The word "metal" occurs in some of the lines below; copy each of those lines.
== Segment start ==
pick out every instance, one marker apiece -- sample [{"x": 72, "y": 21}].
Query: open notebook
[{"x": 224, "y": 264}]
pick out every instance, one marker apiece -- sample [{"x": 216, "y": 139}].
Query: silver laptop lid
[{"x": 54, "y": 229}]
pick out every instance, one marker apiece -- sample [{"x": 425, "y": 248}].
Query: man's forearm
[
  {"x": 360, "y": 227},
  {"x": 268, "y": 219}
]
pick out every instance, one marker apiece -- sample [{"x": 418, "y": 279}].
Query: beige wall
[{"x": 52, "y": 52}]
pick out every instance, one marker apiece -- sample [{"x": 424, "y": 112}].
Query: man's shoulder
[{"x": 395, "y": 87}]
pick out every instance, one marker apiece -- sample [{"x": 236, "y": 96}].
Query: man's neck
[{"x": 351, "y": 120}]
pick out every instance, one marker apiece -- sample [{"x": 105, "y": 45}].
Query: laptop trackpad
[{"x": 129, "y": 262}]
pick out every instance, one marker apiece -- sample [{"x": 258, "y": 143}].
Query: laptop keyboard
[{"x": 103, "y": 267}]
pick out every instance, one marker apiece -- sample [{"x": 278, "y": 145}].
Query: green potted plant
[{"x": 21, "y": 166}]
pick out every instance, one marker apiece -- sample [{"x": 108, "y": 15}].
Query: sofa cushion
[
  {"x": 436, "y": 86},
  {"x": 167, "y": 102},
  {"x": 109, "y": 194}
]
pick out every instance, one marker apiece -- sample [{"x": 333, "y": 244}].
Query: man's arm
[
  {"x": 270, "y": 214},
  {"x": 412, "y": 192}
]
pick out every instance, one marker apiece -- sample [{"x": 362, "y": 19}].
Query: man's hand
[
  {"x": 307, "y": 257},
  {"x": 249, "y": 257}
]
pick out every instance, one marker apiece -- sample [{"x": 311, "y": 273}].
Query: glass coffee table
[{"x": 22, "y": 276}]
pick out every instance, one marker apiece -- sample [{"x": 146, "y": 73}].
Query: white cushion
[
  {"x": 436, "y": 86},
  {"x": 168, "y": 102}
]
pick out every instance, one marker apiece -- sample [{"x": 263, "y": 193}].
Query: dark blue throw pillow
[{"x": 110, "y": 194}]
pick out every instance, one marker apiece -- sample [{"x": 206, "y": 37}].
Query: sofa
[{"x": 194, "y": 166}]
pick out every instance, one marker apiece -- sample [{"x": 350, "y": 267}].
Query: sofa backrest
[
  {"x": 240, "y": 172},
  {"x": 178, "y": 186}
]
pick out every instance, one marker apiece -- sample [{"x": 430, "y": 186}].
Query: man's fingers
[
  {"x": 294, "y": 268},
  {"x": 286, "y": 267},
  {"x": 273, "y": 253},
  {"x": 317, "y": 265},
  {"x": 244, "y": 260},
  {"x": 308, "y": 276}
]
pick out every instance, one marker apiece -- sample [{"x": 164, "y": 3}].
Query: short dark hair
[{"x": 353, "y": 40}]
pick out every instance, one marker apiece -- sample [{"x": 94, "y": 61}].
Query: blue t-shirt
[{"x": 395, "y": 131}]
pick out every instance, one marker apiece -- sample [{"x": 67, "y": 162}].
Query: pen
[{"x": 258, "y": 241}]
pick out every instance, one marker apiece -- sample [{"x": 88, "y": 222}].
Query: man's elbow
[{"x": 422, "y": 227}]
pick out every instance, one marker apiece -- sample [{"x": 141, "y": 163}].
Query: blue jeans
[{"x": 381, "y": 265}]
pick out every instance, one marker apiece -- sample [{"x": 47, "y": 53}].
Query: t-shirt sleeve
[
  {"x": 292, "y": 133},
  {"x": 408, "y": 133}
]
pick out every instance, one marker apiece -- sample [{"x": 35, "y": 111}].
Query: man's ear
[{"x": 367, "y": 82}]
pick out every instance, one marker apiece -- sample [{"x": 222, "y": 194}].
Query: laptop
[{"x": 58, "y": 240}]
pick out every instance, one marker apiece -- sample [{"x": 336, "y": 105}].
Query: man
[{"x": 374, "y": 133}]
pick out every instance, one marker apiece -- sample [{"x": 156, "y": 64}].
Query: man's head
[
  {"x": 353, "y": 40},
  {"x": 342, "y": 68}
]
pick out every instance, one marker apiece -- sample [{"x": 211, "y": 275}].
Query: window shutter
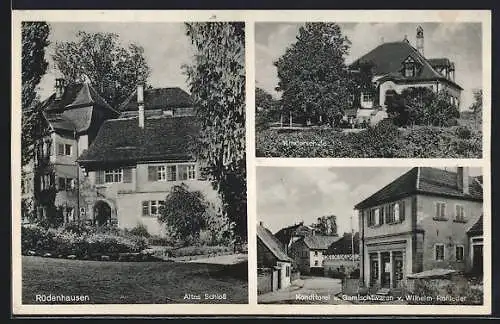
[
  {"x": 99, "y": 177},
  {"x": 127, "y": 175},
  {"x": 152, "y": 176},
  {"x": 145, "y": 208}
]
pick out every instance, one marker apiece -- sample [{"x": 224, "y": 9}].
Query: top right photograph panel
[{"x": 369, "y": 90}]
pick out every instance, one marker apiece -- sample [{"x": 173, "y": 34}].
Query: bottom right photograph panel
[{"x": 370, "y": 235}]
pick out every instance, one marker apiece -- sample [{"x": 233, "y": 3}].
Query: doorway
[
  {"x": 477, "y": 259},
  {"x": 102, "y": 213}
]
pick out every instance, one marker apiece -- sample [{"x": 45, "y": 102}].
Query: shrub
[
  {"x": 463, "y": 132},
  {"x": 63, "y": 242},
  {"x": 140, "y": 230}
]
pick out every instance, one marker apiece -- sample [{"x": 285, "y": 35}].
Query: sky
[
  {"x": 460, "y": 42},
  {"x": 289, "y": 195},
  {"x": 166, "y": 48}
]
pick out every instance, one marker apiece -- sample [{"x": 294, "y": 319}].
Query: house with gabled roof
[
  {"x": 73, "y": 115},
  {"x": 309, "y": 252},
  {"x": 426, "y": 219},
  {"x": 396, "y": 66},
  {"x": 137, "y": 158},
  {"x": 271, "y": 256}
]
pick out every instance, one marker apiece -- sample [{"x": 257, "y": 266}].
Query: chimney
[
  {"x": 140, "y": 104},
  {"x": 463, "y": 179},
  {"x": 420, "y": 40},
  {"x": 59, "y": 88}
]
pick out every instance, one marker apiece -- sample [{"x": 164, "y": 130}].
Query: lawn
[{"x": 133, "y": 282}]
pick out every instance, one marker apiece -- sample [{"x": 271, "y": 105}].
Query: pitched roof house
[
  {"x": 309, "y": 252},
  {"x": 399, "y": 65},
  {"x": 420, "y": 222},
  {"x": 136, "y": 159},
  {"x": 74, "y": 114},
  {"x": 270, "y": 255}
]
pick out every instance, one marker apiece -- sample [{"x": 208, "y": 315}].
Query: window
[
  {"x": 65, "y": 184},
  {"x": 459, "y": 252},
  {"x": 409, "y": 70},
  {"x": 152, "y": 208},
  {"x": 440, "y": 211},
  {"x": 161, "y": 173},
  {"x": 439, "y": 252},
  {"x": 63, "y": 149},
  {"x": 459, "y": 213},
  {"x": 171, "y": 173},
  {"x": 111, "y": 176},
  {"x": 366, "y": 97}
]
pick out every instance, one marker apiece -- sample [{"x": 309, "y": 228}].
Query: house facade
[
  {"x": 137, "y": 158},
  {"x": 273, "y": 259},
  {"x": 309, "y": 252},
  {"x": 419, "y": 222},
  {"x": 72, "y": 115},
  {"x": 397, "y": 66}
]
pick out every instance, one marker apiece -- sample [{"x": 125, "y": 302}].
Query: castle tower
[{"x": 420, "y": 40}]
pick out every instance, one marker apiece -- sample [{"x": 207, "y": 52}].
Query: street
[{"x": 307, "y": 290}]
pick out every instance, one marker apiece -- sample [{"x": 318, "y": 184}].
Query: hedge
[
  {"x": 382, "y": 141},
  {"x": 62, "y": 242}
]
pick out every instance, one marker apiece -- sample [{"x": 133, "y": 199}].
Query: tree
[
  {"x": 34, "y": 129},
  {"x": 312, "y": 73},
  {"x": 422, "y": 106},
  {"x": 477, "y": 106},
  {"x": 267, "y": 109},
  {"x": 112, "y": 69},
  {"x": 34, "y": 40},
  {"x": 217, "y": 83},
  {"x": 184, "y": 213}
]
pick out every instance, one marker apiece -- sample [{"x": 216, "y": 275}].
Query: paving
[{"x": 307, "y": 290}]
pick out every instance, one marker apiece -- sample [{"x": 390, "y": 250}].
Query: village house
[
  {"x": 73, "y": 115},
  {"x": 427, "y": 219},
  {"x": 137, "y": 158},
  {"x": 273, "y": 264},
  {"x": 309, "y": 252},
  {"x": 290, "y": 234},
  {"x": 397, "y": 66}
]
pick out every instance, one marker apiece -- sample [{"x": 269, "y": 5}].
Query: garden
[{"x": 385, "y": 140}]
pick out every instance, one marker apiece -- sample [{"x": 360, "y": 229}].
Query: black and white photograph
[
  {"x": 370, "y": 235},
  {"x": 369, "y": 90},
  {"x": 133, "y": 163}
]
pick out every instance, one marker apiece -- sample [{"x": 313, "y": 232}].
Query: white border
[{"x": 250, "y": 17}]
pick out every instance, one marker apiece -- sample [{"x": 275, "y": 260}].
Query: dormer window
[{"x": 409, "y": 67}]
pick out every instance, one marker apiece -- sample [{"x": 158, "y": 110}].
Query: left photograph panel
[{"x": 133, "y": 163}]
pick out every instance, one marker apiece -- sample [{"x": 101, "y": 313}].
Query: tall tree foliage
[
  {"x": 217, "y": 82},
  {"x": 34, "y": 38},
  {"x": 421, "y": 106},
  {"x": 184, "y": 213},
  {"x": 312, "y": 73},
  {"x": 267, "y": 109},
  {"x": 112, "y": 69},
  {"x": 34, "y": 41}
]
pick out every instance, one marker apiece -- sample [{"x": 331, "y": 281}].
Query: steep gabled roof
[
  {"x": 423, "y": 180},
  {"x": 272, "y": 243},
  {"x": 161, "y": 139},
  {"x": 387, "y": 59},
  {"x": 159, "y": 98},
  {"x": 77, "y": 108},
  {"x": 320, "y": 242}
]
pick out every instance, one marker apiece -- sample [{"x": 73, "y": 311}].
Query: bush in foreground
[{"x": 382, "y": 141}]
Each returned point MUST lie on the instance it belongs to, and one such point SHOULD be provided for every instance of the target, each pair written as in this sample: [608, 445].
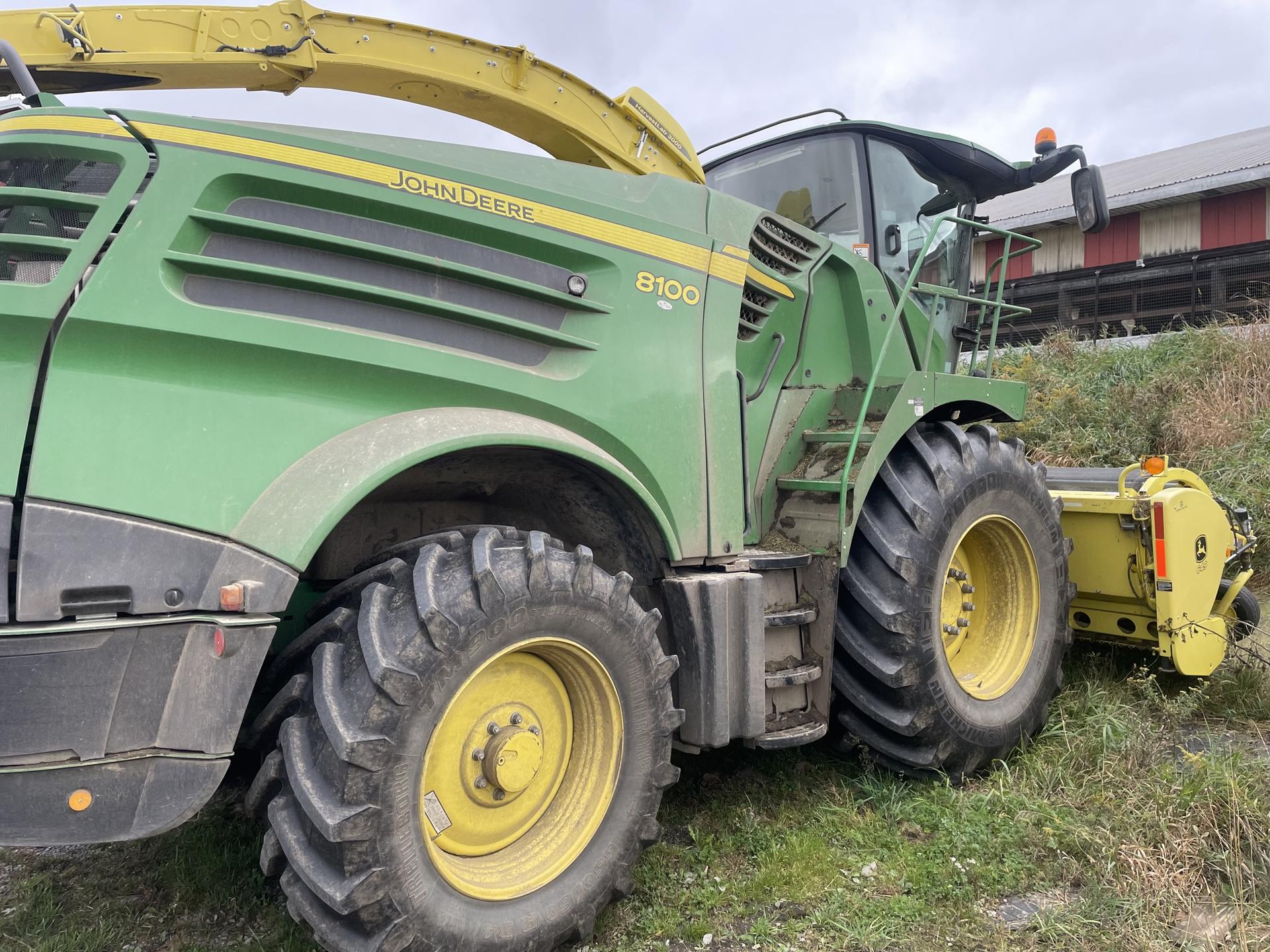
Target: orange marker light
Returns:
[232, 597]
[1158, 510]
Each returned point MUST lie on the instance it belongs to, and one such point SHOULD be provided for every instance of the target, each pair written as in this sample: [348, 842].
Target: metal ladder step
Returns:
[802, 673]
[837, 437]
[798, 615]
[800, 485]
[813, 728]
[762, 560]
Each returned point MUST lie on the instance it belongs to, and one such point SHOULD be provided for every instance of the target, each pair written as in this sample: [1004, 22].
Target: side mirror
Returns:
[1090, 200]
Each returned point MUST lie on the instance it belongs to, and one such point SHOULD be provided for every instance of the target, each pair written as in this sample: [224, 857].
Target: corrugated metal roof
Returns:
[1223, 164]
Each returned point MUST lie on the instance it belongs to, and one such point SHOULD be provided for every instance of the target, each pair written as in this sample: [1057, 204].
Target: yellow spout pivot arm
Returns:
[290, 45]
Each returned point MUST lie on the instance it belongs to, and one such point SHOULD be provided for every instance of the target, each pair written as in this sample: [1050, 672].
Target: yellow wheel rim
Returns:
[990, 607]
[521, 768]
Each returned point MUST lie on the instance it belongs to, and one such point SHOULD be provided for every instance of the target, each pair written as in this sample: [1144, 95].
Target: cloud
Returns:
[1123, 79]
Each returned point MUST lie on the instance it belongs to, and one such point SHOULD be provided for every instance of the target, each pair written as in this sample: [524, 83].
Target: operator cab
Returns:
[879, 190]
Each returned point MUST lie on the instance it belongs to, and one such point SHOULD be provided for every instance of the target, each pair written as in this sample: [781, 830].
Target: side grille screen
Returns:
[780, 251]
[296, 260]
[46, 202]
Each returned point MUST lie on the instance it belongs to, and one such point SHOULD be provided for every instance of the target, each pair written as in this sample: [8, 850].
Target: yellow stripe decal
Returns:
[443, 190]
[770, 284]
[64, 124]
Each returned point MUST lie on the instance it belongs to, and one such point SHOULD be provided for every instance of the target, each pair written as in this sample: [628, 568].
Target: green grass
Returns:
[1142, 796]
[1202, 397]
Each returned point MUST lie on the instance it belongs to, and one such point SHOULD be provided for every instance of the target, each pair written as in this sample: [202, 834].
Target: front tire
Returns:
[952, 622]
[464, 664]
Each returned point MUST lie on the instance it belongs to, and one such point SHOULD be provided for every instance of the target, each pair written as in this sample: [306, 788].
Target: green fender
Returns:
[298, 510]
[931, 397]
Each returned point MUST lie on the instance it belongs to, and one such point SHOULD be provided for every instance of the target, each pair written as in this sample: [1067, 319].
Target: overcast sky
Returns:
[1121, 78]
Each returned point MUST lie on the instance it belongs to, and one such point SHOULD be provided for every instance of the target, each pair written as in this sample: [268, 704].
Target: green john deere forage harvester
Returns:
[556, 466]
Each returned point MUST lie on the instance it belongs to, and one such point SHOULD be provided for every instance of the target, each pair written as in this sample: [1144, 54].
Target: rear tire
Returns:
[1245, 612]
[352, 836]
[947, 498]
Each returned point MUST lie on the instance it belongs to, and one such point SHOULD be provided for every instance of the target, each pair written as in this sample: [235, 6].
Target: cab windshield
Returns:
[817, 182]
[813, 180]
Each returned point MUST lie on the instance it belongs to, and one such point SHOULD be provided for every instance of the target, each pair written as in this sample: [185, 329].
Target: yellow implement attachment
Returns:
[1148, 561]
[290, 45]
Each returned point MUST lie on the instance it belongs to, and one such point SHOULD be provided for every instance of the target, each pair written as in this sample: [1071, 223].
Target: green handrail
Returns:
[915, 287]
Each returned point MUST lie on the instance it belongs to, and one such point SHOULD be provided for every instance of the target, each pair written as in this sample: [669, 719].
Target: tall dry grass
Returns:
[1201, 397]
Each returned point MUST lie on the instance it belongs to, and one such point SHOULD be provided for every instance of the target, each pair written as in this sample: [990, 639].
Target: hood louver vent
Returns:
[45, 206]
[780, 249]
== Segment end ==
| Problem solution |
Target: metal ladder step
Target: corrugated metal roof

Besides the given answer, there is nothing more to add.